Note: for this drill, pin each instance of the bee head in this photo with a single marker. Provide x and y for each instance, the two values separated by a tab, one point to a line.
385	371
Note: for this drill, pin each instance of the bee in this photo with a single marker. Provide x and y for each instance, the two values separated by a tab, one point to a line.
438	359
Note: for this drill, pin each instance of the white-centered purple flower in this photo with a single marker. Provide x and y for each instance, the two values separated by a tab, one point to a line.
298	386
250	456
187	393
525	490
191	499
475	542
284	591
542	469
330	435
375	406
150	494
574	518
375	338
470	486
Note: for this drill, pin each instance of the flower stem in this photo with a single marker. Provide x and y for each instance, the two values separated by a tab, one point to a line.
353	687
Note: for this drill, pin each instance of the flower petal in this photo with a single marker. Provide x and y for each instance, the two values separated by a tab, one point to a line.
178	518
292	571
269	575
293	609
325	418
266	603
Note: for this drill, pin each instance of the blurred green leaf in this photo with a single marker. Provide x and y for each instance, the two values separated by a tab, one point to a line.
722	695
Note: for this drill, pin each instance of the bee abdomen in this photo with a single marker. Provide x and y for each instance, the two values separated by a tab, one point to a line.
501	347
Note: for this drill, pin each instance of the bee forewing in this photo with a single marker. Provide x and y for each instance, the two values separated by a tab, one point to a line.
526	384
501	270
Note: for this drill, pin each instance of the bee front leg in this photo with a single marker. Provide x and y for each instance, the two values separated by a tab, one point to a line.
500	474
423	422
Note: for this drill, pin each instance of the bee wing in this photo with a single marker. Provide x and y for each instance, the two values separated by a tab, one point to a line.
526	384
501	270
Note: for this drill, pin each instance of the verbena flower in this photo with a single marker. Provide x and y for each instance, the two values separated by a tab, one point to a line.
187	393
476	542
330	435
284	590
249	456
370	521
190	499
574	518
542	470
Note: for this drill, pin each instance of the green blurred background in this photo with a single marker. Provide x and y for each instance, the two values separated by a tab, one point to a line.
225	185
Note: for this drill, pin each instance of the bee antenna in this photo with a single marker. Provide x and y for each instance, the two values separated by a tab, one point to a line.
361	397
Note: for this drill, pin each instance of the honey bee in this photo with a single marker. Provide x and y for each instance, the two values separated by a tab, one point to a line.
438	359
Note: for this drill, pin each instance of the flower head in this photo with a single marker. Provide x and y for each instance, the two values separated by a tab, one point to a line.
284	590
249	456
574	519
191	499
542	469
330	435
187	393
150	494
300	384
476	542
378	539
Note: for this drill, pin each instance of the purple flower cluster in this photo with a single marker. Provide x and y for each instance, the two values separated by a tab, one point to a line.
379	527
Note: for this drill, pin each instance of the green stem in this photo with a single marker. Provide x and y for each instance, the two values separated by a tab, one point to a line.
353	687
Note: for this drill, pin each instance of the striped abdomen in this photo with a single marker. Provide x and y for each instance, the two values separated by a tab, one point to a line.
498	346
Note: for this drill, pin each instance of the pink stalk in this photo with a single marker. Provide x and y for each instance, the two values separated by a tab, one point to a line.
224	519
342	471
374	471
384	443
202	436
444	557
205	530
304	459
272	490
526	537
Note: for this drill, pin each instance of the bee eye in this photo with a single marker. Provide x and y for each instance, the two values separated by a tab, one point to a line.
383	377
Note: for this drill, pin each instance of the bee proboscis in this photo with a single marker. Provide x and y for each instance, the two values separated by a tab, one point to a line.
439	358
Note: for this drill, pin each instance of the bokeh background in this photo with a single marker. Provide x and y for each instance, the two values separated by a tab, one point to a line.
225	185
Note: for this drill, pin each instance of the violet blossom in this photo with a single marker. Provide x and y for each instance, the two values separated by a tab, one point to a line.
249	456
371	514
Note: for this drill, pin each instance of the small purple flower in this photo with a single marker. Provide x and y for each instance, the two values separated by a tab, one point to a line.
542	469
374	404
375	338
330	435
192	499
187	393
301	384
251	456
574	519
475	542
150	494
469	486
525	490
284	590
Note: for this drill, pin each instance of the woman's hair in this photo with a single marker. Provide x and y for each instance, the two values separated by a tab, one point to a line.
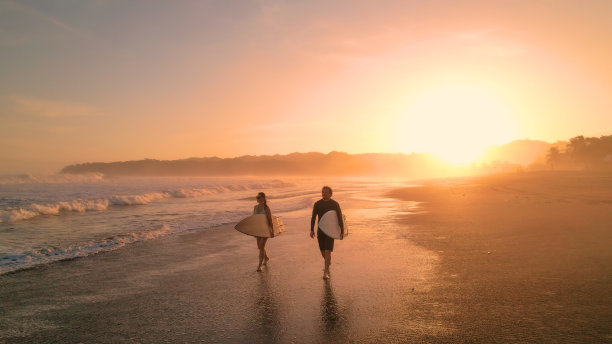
328	188
261	194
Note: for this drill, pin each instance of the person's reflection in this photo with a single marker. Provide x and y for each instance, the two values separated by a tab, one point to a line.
331	314
266	305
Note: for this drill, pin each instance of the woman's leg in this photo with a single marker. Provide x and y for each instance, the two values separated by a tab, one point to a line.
260	246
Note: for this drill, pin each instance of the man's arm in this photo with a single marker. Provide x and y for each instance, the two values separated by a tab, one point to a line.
312	220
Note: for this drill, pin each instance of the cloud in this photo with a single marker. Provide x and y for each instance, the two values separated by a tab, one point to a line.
47	18
52	108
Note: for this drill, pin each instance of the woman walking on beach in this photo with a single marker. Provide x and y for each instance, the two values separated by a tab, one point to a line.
262	208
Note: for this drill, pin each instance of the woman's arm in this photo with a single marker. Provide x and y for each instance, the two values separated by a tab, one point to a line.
269	218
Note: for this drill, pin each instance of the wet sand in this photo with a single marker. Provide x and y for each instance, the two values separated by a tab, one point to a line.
514	258
525	258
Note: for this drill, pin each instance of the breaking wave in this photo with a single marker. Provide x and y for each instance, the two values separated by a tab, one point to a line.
13	214
25	260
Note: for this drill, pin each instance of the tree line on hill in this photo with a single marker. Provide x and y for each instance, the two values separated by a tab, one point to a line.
295	164
590	153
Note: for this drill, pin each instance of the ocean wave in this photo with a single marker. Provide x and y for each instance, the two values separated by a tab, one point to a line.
18	261
13	214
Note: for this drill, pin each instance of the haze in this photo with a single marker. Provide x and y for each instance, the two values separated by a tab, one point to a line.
110	80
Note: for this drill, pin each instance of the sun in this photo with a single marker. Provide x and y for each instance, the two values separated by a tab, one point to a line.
455	122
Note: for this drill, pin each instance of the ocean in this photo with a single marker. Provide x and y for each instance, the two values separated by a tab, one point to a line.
58	217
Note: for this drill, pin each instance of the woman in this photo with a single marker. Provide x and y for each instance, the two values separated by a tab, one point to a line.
262	208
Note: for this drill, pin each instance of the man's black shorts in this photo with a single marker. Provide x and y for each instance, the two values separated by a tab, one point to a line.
325	242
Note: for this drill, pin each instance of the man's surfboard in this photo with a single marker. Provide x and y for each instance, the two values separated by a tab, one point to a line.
330	226
257	225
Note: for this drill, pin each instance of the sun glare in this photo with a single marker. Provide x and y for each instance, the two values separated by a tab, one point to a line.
456	123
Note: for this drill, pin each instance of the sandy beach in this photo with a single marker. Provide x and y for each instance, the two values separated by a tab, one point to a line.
520	258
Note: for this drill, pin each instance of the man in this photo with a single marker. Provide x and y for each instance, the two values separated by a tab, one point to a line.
326	244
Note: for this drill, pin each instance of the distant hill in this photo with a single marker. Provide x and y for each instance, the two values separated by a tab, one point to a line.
520	152
296	164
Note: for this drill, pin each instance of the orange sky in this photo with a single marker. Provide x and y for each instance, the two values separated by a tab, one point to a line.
107	81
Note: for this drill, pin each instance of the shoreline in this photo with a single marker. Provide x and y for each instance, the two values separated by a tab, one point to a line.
506	258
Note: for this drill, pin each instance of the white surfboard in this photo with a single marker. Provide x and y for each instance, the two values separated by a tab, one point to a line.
330	226
257	225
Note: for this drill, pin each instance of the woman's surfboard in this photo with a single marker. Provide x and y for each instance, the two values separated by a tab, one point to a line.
257	225
330	226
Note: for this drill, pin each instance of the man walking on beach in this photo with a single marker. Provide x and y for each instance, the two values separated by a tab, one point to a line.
326	244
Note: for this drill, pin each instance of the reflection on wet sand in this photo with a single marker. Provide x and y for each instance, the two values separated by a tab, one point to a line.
267	318
333	319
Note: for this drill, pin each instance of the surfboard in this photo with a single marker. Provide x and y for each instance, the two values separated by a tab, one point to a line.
330	226
257	225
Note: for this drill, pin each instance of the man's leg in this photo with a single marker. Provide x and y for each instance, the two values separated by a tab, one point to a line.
327	257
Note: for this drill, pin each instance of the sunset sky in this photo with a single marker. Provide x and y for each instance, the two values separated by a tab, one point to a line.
100	80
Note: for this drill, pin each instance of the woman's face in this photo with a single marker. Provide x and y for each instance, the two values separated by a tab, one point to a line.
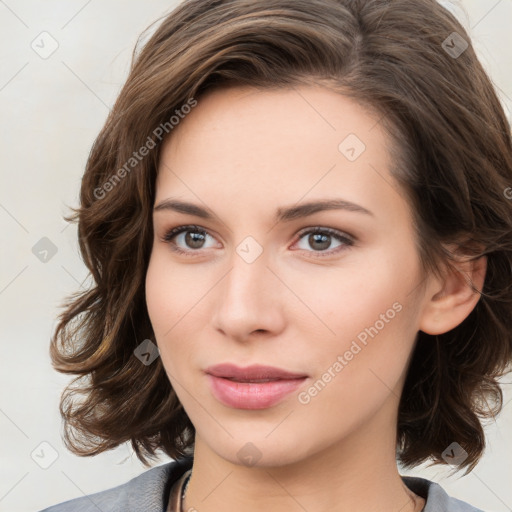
256	285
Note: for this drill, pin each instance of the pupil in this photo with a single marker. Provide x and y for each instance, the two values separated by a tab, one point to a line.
194	239
320	238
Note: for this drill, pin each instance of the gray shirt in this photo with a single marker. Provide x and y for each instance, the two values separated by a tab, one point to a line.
149	492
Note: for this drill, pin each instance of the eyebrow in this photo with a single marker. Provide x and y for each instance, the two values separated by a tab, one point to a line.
282	214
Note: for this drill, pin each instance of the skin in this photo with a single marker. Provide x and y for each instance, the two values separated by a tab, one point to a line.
242	153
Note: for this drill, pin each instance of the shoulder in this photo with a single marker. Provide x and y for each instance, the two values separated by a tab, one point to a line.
148	491
437	500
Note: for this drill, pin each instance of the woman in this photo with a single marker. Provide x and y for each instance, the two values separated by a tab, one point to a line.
298	222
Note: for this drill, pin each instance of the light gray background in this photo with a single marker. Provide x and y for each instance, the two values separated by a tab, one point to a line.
51	110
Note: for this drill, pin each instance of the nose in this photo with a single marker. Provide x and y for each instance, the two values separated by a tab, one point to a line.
249	300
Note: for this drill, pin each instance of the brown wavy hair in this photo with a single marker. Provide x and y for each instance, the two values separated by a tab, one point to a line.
452	157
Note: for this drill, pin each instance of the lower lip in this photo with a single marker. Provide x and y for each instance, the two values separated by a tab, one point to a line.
252	395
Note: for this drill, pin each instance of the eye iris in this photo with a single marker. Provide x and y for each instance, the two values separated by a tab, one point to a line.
194	239
321	238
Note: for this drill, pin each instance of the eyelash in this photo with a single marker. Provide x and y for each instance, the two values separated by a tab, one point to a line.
345	239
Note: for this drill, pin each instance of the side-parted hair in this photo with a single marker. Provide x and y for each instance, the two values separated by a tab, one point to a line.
452	157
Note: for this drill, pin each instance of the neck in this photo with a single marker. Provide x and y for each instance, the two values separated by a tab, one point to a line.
354	475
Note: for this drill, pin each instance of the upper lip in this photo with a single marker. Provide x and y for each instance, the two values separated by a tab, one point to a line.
256	371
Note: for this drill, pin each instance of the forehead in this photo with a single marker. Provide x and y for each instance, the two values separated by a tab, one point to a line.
242	148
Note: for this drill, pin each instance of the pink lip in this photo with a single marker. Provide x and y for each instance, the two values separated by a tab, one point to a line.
251	395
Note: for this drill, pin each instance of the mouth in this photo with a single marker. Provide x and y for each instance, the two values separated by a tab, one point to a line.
254	373
252	393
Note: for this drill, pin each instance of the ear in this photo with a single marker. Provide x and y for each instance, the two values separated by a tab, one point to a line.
451	299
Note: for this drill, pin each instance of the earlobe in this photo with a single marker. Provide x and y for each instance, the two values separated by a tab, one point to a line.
454	297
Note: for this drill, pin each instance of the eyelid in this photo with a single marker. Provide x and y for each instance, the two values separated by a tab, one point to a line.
343	237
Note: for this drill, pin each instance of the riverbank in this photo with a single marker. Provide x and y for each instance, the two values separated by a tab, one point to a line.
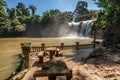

++++++++++

* WHAT THE TASK REQUIRES
Show every line of the rows above that contains the word "white", with case counting.

* COMPLETED EXERCISE
Note: for this drill, pin each instance of the white-centered purple flower in this photo with a single marker. Provide x and y for each instance, the two values separated by a tab, one point to a line.
Note: for this drill, pin each instance of the white surfboard in this photo with a single marker. Provide x and y for each instance, the two values separated by a tab, one point to a line.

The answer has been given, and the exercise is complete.